----- TEXT FOR ANALYSIS -----

Soaring natural-gas and coal prices are pressuring power-generation companies and manufacturers to switch to using oil, a trend that could add half a million barrels a day to global demand, the International Energy Agency said Thursday.

In its monthly market report, the IEA increased its global oil-demand forecasts for this year and the next by 170,000 and 210,000 barrels a day, respectively, but added that the cumulative effect of the energy crisis could be as large as 500,000 barrels a day from September through next year’s first quarter.

That increase means that the IEA, which acts as the energy watchdog for the wealthy nations of the Organization for Economic Cooperation and Development, expects the world’s thirst for crude next year to exceed pre-pandemic levels.

Oil prices added to early gains on Thursday following the release of the IEA’s report, with Brent crude rising 1.2% to $84.16 a barrel in early trading. U.S. crude futures climbed 1.1% to $81.35 a barrel, on course to close at fresh seven-year highs. Both benchmarks have increased more than 60% this year, accelerating in recent months due in part to tight supply elsewhere in the energy market.

----- STORED DATA -----

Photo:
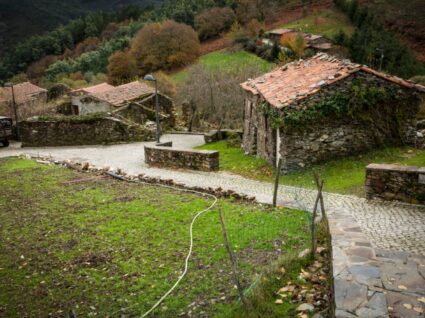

-----

DIRECTIONS ::
Continue the news article above on the IEA's higher oil-demand forecast, starting after its last sentence about the Brent and U.S. crude benchmarks.

EXPECTED ANSWER ::
“An acute shortage of natural gas, [liquefied natural gas] and coal supplies stemming from the gathering global economic recovery has sparked a precipitous run-up in prices for energy supplies and is triggering a massive switch to oil products and direct crude use for power generation,” the Paris-based organization said in its report, adding that power-generation plants, fertilizer producers, manufacturing operations and refineries are all affected.

Relatively weak natural-gas inventories for the time of year and low wind levels in Europe have coincided with the post-pandemic economic recovery, coal shortages in China and the possibility of a cold Northern Hemisphere winter to send fossil-fuel prices soaring. Benchmark European gas prices have leapt 184% in the past three months.

IEA Executive Director

Fatih Birol

said Wednesday that extreme weather events—such as Hurricane Ida in the Gulf of Mexico, droughts stymieing hydroelectric power in China and Brazil, and widespread flooding—have also contributed to the energy crunch. He added that supply choke points, including pandemic-delayed maintenance work, meant that natural-gas outages are currently 40% higher than average.

As a result, analysts have already observed a rise in the trend known as gas-to-oil switching, whereby power plants that run on oil are fired up or ones that can be converted to run on crude products are being switched over.

Goldman Sachs

cited this in raising its oil-price forecasts late last month, while energy consulting firm Rystad Energy said it expects the Asian power sector to use 400,000 more barrels a day of oil than it previously did in the next six months.

In its report, the IEA observed a similar trend, citing provisional data showing “unseasonably high demand for fuel oil, crude and middle distillates for power plants” across China, Japan, Germany, France and Brazil.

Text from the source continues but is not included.